===== Text provided =====

Jon and Jim Rogers stand in the shadow of 50-foot-high piles of coal that are waiting to fuel the Paradise Fossil Plant in western Kentucky. Some of this coal belongs to the Rogers Brothers Coal Company.

The Rogers family has helped feed the Paradise plant with coal for decades. But by the end of 2020, they will need to find a new client. In February, the Tennessee Valley Authority [TVA] voted to close the last coal-fired unit at Paradise, despite objections from President Trump. In 2017, the plant’s other two units — the largest of their kind in the world when they went online in 1963 — were replaced with a power plant burning natural gas.

Coal plants have been retiring at a record pace in recent years, and coal stockpiles at U.S. power plants recently hit their lowest point in over a decade, according to data from the Department of Energy.

In Muhlenberg County, Kentucky, that means many people and businesses are trying to plan for a future less reliant on coal — an industry that's been synonymous with this part of western Kentucky since the state's first commercial coal mine opened in 1820.

Some, like Jon Rogers, hope a private investor will buy the plant from the TVA and forestall that transition.

"What you see here has kept this country a world leader and it can do so in the future, but we have to use common sense," he says, standing in front of the Paradise Fossil Plant’s three cooling towers. "You can't just overnight say, 'Well, we're gonna completely change our energy portfolio.' In time we can, but the technology needs to be there."

But Jim Rogers says if that doesn't happen, there are other places to sell coal from Muhlenberg County.

"There are markets literally all over the world for that coal," he says. "[The issue] is how it affects the population here."

Coal pours off a conveyor belt on the surface of an underground coal mine in Muhlenberg County, Kentucky. (Chris Bentley/Here & Now)
Coal pours off a conveyor belt on the surface of an underground coal mine in Muhlenberg County, Kentucky. (Chris Bentley/Here & Now)

That growing demand for American coal overseas is apparent at a coal mine just a few miles down the road from the Paradise plant. Dump trucks are busy hauling tons of coal from a towering pile as more coal pours off conveyor belts that run deep underground. This mine is ramping up its production, Jim Rogers says, even as the TVA winds down its operations at the power plant.

===== Supplied material =====

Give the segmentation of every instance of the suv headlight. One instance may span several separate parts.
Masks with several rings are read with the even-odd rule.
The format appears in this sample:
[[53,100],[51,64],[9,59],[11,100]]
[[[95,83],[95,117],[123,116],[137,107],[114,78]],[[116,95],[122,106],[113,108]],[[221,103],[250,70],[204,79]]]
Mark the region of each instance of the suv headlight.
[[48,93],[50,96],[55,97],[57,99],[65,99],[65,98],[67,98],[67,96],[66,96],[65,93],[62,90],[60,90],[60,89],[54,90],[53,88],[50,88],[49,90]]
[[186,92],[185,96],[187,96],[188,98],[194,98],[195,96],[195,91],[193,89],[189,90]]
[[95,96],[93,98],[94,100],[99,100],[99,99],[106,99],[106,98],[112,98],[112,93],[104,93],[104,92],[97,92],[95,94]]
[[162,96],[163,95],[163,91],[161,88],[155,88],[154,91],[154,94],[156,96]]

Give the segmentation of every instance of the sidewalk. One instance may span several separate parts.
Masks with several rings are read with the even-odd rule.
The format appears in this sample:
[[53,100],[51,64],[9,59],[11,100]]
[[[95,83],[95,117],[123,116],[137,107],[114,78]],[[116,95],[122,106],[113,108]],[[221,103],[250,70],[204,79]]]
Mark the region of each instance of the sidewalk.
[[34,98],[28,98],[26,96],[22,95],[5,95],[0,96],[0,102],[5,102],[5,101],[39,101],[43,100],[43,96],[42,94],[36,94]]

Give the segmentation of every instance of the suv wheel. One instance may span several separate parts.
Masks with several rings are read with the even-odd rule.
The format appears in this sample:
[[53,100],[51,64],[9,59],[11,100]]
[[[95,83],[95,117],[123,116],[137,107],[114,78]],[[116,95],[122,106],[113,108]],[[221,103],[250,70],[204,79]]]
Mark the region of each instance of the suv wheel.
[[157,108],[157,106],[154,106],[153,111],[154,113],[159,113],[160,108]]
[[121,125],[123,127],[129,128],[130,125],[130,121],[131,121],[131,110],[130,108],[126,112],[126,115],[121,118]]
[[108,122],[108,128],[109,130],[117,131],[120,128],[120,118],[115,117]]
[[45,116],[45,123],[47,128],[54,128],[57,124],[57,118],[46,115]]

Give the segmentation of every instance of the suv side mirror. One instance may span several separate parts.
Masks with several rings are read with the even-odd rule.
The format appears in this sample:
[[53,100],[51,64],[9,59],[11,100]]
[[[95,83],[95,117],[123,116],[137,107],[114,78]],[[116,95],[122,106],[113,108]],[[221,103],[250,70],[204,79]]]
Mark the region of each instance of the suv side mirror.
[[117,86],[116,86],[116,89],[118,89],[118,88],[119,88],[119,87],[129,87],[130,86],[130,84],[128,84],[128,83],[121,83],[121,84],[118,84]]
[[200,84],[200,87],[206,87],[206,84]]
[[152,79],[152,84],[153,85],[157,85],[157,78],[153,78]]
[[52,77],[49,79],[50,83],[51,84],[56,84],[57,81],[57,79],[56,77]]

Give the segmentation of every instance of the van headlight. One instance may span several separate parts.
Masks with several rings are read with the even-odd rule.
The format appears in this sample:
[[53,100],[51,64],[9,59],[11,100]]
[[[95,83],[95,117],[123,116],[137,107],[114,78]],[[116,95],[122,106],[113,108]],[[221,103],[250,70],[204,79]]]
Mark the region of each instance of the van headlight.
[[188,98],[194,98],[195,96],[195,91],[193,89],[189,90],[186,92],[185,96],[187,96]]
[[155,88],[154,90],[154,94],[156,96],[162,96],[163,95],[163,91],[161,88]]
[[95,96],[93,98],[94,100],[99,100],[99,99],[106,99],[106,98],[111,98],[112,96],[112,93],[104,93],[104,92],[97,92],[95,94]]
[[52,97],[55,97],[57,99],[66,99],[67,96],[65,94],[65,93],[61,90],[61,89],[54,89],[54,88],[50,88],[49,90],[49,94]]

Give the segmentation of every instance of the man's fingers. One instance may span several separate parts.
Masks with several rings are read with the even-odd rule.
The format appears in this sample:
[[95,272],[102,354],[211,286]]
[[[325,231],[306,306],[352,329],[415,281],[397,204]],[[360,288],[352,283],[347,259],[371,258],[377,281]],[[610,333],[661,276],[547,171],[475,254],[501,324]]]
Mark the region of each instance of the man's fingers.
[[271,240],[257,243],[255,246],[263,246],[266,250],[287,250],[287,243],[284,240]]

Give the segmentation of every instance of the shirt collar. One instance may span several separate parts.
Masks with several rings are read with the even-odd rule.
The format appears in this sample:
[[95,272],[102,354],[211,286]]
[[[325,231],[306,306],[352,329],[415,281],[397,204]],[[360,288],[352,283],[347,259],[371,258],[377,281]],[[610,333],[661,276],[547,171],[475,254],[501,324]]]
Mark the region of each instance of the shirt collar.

=====

# Task requirements:
[1] In the coal article, what year did the Paradise plant's two larger units go online?
[2] In the records, begin at the first line and stop after the line that contains "[[45,116],[45,123],[47,128],[54,128],[57,124],[57,118],[46,115]]". Update those lines by replacing "sidewalk" with "pavement", leaving everything else unchanged.

# Solution set:
[1] 1963

[2]
Give the segmentation of every instance of the suv headlight. One instance may span several separate parts.
Masks with several rings are read with the even-odd rule.
The format appears in this sample:
[[53,100],[51,64],[9,59],[11,100]]
[[[95,83],[95,117],[123,116],[137,107],[114,78]],[[116,95],[122,106],[113,108]],[[221,103],[250,70],[204,79]]]
Mark the region of each instance of the suv headlight.
[[48,93],[50,96],[55,97],[57,99],[65,99],[65,98],[67,98],[67,96],[66,96],[65,93],[62,90],[60,90],[60,89],[54,90],[53,88],[50,88],[49,90]]
[[186,92],[185,96],[187,96],[188,98],[194,98],[195,96],[195,91],[193,89],[189,90]]
[[95,96],[93,98],[94,100],[99,100],[99,99],[106,99],[106,98],[112,98],[112,93],[104,93],[104,92],[97,92],[95,94]]
[[162,96],[163,95],[163,91],[161,88],[155,88],[154,91],[154,94],[156,96]]

Give the segmentation of every instance of the pavement. One instance may span several separate parts.
Masks with several rings are read with the even-odd rule.
The format appears in this sample:
[[53,100],[51,64],[9,59],[11,100]]
[[[95,83],[95,117],[123,116],[137,107],[114,78]],[[116,95],[122,106],[113,108]],[[221,103],[250,70],[204,79]]]
Mark the region of each instance of the pavement.
[[34,98],[28,98],[26,96],[22,95],[5,95],[0,96],[0,102],[5,102],[5,101],[39,101],[43,100],[43,96],[42,94],[36,94]]

Give the segmentation of every instance of the suv wheel. One instance may span several separate parts.
Masks with several rings are read with the even-odd rule.
The format appears in this sample:
[[53,100],[51,64],[9,59],[11,100]]
[[[95,83],[95,117],[123,116],[137,107],[114,78]],[[116,95],[122,106],[113,108]],[[221,103],[250,70],[204,79]]]
Mark the region of each instance of the suv wheel.
[[157,108],[157,106],[154,106],[153,111],[154,113],[159,113],[160,108]]
[[121,125],[123,127],[129,128],[130,125],[130,121],[131,121],[131,110],[130,108],[126,112],[126,115],[121,118]]
[[108,122],[108,128],[109,130],[117,131],[120,128],[120,118],[115,117]]
[[45,116],[45,123],[47,128],[54,128],[57,124],[57,118],[46,115]]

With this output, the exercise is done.